[START]

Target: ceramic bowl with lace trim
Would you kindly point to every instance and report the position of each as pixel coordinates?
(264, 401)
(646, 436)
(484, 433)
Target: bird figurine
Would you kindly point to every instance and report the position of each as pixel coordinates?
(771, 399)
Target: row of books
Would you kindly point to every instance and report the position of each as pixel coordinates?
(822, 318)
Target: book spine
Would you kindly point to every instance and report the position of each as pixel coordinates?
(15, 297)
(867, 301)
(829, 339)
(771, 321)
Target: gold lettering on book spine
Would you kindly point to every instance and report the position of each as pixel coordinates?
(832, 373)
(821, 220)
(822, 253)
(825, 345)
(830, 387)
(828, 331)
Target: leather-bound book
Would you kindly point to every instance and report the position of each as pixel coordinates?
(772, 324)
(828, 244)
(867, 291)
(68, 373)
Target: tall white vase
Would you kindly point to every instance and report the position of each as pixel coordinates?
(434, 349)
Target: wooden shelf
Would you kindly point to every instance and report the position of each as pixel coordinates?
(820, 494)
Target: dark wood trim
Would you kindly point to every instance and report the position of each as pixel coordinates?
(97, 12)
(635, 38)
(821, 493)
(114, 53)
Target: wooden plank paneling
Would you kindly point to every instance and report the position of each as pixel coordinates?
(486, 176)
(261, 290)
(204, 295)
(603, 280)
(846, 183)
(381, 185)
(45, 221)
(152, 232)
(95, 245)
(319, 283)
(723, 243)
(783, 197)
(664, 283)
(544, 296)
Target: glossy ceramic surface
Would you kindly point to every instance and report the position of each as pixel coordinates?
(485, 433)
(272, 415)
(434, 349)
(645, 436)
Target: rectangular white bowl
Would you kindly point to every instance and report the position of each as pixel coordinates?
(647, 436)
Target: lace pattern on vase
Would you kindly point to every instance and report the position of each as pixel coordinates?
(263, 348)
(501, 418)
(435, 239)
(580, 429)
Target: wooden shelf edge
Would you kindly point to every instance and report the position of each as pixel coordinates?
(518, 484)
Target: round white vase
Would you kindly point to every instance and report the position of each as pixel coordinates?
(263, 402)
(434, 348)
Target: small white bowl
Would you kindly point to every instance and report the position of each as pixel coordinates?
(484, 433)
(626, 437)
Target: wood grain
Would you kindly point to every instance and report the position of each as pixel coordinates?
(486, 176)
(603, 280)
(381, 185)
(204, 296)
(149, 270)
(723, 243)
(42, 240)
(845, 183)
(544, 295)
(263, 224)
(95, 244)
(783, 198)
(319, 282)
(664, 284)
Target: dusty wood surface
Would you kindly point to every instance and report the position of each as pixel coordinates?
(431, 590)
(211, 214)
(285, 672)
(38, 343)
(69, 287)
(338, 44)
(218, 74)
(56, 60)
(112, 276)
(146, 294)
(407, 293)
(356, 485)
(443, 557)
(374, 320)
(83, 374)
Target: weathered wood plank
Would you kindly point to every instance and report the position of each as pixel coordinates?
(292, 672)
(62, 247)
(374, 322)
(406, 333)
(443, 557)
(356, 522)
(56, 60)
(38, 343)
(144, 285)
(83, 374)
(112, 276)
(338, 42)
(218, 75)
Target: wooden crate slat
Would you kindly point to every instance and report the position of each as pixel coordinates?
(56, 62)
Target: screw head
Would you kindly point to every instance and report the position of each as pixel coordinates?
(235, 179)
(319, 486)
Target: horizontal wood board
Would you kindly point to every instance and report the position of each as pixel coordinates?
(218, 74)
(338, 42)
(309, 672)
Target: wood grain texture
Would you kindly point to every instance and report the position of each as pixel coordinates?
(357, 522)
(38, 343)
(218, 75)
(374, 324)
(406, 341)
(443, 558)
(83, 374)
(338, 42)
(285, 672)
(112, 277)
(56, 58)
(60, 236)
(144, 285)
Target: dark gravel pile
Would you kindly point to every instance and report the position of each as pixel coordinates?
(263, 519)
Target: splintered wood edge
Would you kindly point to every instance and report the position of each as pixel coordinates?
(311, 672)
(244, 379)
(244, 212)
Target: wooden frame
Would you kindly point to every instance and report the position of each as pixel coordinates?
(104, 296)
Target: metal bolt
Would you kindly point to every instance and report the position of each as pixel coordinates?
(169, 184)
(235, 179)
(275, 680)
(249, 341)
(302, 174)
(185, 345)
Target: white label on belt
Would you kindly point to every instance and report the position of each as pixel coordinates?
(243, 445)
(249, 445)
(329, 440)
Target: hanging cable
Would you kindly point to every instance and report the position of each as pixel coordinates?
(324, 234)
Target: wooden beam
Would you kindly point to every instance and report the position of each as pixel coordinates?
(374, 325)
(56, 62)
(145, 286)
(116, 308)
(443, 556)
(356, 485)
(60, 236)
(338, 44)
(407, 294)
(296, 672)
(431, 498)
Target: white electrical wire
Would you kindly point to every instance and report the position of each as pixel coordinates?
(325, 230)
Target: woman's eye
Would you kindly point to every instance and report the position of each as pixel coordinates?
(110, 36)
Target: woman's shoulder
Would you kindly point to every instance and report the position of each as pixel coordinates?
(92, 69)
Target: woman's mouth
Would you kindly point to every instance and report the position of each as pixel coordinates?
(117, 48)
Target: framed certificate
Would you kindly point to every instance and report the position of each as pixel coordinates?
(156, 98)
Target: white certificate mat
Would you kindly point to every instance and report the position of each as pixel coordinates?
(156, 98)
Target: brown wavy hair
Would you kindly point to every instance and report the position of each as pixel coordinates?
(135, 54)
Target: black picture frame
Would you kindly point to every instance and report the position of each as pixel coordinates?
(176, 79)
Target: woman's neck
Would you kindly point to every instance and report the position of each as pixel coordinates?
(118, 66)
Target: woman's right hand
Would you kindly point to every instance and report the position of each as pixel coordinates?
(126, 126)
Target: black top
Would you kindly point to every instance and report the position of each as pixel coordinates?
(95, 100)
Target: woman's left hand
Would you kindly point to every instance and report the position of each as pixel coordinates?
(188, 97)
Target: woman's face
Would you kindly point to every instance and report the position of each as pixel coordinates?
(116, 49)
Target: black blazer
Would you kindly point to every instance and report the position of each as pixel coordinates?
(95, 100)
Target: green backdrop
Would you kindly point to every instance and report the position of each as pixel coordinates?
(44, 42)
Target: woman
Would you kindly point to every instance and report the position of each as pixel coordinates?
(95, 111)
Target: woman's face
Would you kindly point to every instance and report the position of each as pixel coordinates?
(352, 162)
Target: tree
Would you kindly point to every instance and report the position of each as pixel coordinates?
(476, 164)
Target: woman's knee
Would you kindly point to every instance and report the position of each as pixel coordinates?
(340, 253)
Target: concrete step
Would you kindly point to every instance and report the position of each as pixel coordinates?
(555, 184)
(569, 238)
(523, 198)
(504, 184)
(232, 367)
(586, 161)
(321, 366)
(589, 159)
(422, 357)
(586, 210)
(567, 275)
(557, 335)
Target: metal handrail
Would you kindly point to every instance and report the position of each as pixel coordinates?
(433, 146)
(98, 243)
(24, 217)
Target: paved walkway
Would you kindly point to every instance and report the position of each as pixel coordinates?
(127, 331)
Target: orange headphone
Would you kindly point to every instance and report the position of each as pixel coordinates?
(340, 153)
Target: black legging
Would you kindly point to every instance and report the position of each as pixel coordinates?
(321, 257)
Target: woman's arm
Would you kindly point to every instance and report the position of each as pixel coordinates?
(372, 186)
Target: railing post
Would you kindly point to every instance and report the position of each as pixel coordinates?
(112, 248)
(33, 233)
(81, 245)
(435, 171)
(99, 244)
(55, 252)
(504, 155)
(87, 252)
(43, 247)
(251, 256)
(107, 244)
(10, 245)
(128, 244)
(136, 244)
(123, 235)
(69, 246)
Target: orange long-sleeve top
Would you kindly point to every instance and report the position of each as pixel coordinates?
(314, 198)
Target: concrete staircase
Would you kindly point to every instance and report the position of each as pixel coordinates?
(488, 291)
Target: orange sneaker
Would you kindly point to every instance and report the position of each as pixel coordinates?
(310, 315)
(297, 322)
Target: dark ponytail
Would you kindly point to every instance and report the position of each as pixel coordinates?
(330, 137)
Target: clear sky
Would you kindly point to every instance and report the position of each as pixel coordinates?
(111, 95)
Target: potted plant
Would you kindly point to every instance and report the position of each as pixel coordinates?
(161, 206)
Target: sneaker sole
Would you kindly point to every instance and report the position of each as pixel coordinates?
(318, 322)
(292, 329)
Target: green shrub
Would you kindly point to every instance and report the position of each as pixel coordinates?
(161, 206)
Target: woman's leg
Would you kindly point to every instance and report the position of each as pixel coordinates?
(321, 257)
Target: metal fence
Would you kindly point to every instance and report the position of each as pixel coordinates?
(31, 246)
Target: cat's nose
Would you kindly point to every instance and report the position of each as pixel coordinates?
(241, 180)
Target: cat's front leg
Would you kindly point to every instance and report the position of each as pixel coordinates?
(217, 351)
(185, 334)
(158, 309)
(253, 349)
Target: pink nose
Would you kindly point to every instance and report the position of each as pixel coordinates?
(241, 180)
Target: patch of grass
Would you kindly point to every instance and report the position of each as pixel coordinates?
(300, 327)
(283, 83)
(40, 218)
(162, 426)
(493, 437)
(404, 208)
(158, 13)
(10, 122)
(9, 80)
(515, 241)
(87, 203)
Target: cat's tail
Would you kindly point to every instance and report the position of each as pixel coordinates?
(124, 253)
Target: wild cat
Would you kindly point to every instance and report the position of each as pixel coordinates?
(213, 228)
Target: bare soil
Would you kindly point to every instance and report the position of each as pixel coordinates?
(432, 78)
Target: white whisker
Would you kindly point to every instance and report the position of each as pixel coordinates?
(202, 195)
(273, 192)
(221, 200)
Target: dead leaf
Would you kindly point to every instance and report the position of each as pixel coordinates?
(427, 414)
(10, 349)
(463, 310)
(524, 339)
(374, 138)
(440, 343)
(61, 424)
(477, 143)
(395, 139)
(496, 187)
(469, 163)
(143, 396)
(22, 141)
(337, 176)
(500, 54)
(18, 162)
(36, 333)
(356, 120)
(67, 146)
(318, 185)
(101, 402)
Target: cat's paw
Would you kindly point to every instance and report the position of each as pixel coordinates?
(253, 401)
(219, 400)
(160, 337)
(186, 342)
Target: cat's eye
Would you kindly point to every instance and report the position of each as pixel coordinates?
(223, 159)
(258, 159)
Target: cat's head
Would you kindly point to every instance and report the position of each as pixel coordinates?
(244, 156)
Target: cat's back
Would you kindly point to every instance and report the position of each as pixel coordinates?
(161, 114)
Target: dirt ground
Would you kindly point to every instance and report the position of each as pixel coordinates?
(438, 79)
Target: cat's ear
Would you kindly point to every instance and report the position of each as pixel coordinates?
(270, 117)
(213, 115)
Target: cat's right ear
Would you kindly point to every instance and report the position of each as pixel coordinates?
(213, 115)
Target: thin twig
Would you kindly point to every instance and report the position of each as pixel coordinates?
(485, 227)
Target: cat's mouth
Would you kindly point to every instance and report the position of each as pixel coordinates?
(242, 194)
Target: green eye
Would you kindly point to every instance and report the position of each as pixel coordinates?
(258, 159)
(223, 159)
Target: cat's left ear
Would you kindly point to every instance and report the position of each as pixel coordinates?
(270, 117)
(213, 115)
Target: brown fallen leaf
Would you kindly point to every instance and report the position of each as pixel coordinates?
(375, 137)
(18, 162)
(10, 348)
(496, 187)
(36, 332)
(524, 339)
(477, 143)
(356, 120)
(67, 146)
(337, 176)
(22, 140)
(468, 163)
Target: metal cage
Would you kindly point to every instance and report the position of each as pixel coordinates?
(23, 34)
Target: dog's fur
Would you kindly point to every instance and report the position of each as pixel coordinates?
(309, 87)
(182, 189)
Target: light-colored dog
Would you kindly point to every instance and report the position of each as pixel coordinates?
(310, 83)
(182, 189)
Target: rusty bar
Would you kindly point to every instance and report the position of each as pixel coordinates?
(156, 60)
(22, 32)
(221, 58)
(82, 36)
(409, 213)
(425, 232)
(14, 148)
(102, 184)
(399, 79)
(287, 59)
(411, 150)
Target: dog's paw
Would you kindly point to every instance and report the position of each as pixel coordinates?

[END]

THE TASK :: Quote only the lines from the line containing "Target: cat's ear" through the end of the listing, please, keeping both the first and the last line.

PROBLEM SOLUTION ::
Target: cat's ear
Would you kindly point to every instance and report the position of each as pixel coordinates?
(270, 117)
(213, 115)
Target: cat's right ear
Would you kindly point to every instance and report the position of each as pixel coordinates?
(213, 115)
Target: thin twig
Would you kindly point to every instance and report the position of each as pixel coordinates?
(485, 227)
Target: cat's mouth
Would you kindly point to every instance and report the position of each as pixel coordinates?
(242, 194)
Target: green eye
Would you kindly point to every instance and report the position of each as pixel coordinates?
(258, 159)
(223, 159)
Target: cat's left ear
Would you kindly point to every instance and report the position of each as pixel coordinates?
(270, 117)
(213, 115)
Target: brown fallen leaf
Would you kindly point to every instance and report the position of each as pixel coordinates?
(375, 137)
(18, 162)
(10, 348)
(496, 187)
(36, 332)
(524, 339)
(477, 143)
(356, 120)
(67, 146)
(337, 176)
(22, 140)
(468, 163)
Target: metal cage
Would you kindly point to every instance and report the position of each as pixel coordinates?
(23, 34)
Target: dog's fur
Would you kindly point to every instance and report the position of each as pixel coordinates?
(309, 87)
(182, 189)
Target: light-colored dog
Would you kindly point to every instance and report the position of each as pixel coordinates?
(310, 83)
(182, 189)
Target: rusty bar
Would you kindly point to every instance and report the position of each as pixel coordinates?
(156, 60)
(22, 32)
(221, 58)
(82, 36)
(409, 213)
(425, 232)
(14, 148)
(102, 184)
(399, 79)
(287, 59)
(411, 150)
Target: dog's paw
Would you kindly point to every instance and report the position of each as pixel coordinates?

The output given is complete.